# STORED DATA:
--- START ---

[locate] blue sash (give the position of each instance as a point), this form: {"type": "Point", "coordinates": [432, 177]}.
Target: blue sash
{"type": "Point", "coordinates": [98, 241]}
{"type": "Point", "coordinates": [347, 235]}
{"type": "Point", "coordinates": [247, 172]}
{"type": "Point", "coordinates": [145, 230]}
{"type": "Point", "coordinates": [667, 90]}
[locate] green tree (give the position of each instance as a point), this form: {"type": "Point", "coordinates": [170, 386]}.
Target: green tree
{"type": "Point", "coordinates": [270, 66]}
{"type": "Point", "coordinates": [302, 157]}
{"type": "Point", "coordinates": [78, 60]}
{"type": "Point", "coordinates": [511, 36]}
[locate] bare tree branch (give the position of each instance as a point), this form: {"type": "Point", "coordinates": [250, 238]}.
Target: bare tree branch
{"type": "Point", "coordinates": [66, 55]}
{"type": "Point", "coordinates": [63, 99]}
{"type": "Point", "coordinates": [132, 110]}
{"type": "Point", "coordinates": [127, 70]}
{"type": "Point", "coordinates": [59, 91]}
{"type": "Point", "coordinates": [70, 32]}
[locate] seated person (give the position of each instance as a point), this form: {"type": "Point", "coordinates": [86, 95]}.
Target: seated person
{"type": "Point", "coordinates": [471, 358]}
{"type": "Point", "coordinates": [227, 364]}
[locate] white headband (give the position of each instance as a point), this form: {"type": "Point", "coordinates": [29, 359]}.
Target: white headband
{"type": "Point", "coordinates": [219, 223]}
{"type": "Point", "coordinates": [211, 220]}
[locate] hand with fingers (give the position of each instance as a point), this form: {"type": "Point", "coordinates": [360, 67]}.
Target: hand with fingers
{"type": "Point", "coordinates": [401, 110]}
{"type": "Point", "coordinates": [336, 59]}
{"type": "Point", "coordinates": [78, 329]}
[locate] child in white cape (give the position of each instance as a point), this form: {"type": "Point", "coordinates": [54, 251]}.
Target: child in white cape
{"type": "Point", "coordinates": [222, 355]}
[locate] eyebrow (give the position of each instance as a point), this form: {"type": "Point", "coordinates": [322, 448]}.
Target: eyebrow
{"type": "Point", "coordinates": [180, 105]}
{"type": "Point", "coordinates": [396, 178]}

--- END ---

# EXERCISE:
Return the lines from the one containing "Target: hand with fingers" through the last line of the records. Include both ends and nothing else.

# SOLUTION FOR THIS PROBLEM:
Target: hand with fingers
{"type": "Point", "coordinates": [401, 110]}
{"type": "Point", "coordinates": [336, 59]}
{"type": "Point", "coordinates": [78, 329]}
[locate] child in white cape (give the position of each instance as a point), this form: {"type": "Point", "coordinates": [54, 251]}.
Target: child in white cape
{"type": "Point", "coordinates": [222, 355]}
[locate] eyebrow (give the position of each instance as a point), this form: {"type": "Point", "coordinates": [322, 448]}.
Target: eyebrow
{"type": "Point", "coordinates": [180, 105]}
{"type": "Point", "coordinates": [396, 178]}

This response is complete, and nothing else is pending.